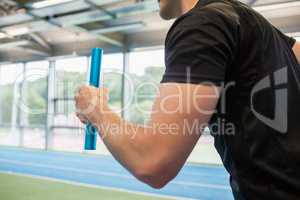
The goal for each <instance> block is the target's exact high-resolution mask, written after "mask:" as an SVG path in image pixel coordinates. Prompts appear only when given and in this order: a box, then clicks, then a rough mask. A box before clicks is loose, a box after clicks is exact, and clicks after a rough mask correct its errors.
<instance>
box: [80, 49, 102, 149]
mask: <svg viewBox="0 0 300 200" xmlns="http://www.w3.org/2000/svg"><path fill="white" fill-rule="evenodd" d="M102 54H103V50H102V49H100V48H94V49H93V50H92V58H91V65H90V76H89V84H90V85H92V86H94V87H99V84H100V72H101V60H102ZM96 144H97V129H96V128H95V127H93V126H92V124H91V123H88V124H87V125H86V127H85V142H84V149H85V150H96Z"/></svg>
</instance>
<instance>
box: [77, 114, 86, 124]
mask: <svg viewBox="0 0 300 200" xmlns="http://www.w3.org/2000/svg"><path fill="white" fill-rule="evenodd" d="M76 116H77V117H78V119H79V120H80V121H81V123H83V124H87V123H88V120H87V119H86V118H85V117H84V116H83V115H82V114H80V113H78V112H77V113H76Z"/></svg>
========================================
Goal of the exercise – Starting at the line that contains "box: [80, 49, 102, 149]", write out every line to the end of the entries, exactly as given.

Written solution –
box: [80, 49, 102, 149]
mask: <svg viewBox="0 0 300 200" xmlns="http://www.w3.org/2000/svg"><path fill="white" fill-rule="evenodd" d="M102 54H103V50H102V49H100V48H94V49H93V50H92V58H91V65H90V76H89V84H90V85H92V86H94V87H99V84H100V72H101V60H102ZM96 144H97V129H96V128H95V127H93V126H92V124H91V123H88V124H87V125H86V127H85V142H84V149H85V150H96Z"/></svg>
</instance>
<instance>
box: [77, 114, 86, 124]
mask: <svg viewBox="0 0 300 200" xmlns="http://www.w3.org/2000/svg"><path fill="white" fill-rule="evenodd" d="M76 116H77V117H78V119H79V120H80V121H81V123H83V124H87V123H88V120H87V119H86V118H85V117H84V116H83V115H82V114H80V113H78V112H77V113H76Z"/></svg>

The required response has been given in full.